*Pointing entries:*

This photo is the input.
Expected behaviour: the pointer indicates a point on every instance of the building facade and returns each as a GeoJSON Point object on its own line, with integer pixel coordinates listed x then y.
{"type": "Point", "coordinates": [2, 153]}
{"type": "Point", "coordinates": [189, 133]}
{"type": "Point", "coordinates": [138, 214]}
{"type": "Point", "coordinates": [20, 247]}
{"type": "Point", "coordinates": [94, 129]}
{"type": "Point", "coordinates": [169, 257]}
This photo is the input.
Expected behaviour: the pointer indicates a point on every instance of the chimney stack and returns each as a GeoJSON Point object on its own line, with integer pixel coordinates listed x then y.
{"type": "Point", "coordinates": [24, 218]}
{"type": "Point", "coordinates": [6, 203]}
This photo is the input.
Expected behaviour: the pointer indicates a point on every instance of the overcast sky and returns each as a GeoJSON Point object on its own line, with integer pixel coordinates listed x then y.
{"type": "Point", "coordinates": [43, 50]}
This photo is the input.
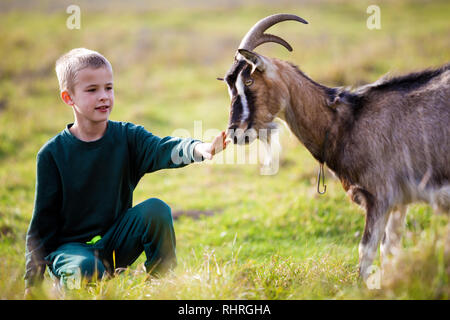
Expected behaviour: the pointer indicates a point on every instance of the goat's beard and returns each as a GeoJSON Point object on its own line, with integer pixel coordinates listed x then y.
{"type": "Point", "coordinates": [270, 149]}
* * *
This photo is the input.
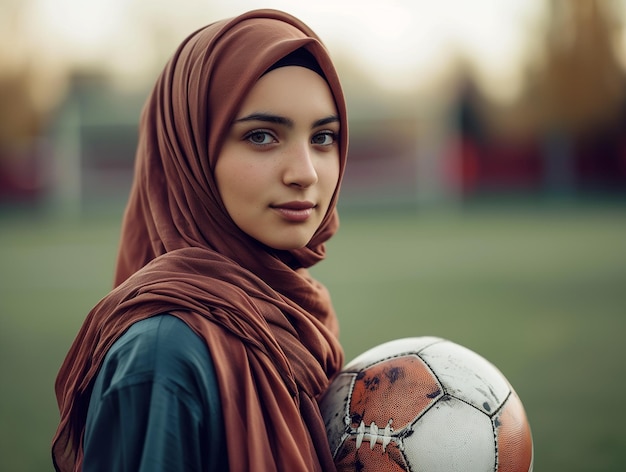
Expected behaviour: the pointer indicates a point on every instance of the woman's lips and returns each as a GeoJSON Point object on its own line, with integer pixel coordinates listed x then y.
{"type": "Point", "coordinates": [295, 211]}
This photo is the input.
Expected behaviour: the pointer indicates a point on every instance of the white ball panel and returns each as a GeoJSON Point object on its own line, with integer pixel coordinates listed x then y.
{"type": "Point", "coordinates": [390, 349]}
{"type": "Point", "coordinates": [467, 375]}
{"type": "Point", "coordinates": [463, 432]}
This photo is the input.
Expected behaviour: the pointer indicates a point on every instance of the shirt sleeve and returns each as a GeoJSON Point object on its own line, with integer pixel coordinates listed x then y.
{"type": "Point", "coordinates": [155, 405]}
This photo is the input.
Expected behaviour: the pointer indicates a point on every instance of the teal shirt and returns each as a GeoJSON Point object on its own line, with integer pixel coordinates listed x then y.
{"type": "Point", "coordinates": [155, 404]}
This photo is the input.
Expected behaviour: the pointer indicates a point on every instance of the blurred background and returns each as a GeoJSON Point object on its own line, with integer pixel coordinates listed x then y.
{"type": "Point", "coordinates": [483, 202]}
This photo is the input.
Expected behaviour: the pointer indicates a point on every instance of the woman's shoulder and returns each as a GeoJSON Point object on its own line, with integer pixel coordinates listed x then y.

*What this task involves:*
Count the lines in the entries above that contain the string "woman". Give only the number.

*Task output:*
2